**ACTIVITY**
Reproduce nothing but the lines from the one with "water with a bounding box." down to the last line of the data below.
#### DATASET EXTRACT ####
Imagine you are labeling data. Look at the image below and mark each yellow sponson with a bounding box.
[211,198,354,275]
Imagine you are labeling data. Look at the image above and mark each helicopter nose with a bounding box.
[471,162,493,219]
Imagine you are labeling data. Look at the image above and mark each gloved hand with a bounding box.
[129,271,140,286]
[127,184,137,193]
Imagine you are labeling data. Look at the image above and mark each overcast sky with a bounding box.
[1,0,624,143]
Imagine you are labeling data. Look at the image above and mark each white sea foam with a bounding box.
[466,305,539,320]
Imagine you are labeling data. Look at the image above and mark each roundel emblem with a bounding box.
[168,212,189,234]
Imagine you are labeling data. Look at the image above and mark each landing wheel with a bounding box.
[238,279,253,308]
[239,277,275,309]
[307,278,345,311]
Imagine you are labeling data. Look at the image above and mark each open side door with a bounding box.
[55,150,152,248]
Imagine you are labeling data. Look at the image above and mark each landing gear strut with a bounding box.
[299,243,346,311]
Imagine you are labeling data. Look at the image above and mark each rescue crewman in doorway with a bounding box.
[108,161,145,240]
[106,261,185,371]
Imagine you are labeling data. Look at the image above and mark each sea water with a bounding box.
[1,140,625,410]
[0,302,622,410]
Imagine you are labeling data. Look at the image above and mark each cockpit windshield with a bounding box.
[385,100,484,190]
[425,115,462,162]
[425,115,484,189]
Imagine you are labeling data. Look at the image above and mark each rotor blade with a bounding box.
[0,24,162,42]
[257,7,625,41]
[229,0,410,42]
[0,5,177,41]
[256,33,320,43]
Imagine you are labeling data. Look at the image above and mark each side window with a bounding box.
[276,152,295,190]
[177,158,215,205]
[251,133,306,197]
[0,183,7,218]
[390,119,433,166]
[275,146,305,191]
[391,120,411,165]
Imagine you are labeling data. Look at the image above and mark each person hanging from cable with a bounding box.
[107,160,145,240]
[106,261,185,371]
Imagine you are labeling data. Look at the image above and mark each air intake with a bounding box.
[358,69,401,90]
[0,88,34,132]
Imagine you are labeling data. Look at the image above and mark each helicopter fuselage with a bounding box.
####
**WRITTEN ANSWER**
Imagine you are labeling data. Look at the image above and mark each sea water with a bounding box.
[1,140,625,410]
[0,302,622,410]
Imagine you are labeling data. Look at the image above and mark each cockpit windshield with a bounding box.
[385,100,484,190]
[425,115,462,162]
[425,115,484,189]
Imagine you are labeling data. Look at the image above and mark each rotor blade with a bounding box.
[0,24,162,42]
[257,7,625,41]
[229,0,410,42]
[0,5,177,41]
[256,33,320,43]
Imagine you are labeling data. Look at the image above and mark each side window with a bounding box.
[276,152,295,190]
[177,158,215,205]
[251,133,306,197]
[0,183,7,218]
[390,119,433,166]
[275,146,305,191]
[391,120,411,165]
Imagine you are labeling data. Look at the image above and mark each person hanging from cable with a bounding box.
[107,160,145,240]
[106,261,185,371]
Imagine you are labeling data. Look at the image above and mark each air intake with a bounding box.
[358,69,401,90]
[0,88,34,132]
Imagine you are labeling data. Look at the image above and mark each helicopter fuselage with a bounding box.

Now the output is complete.